** HOW TO COMPLETE THIS TASK **
Your answer should repeat the listing in full, with no line missing or altered.

** SOURCE DATA **
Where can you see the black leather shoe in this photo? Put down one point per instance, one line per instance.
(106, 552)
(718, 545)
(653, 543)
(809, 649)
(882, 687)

** ANSWER **
Where can you see the black leather shoe in this photo? Put down one point per instance, one line per instance.
(106, 552)
(718, 545)
(653, 543)
(809, 649)
(882, 687)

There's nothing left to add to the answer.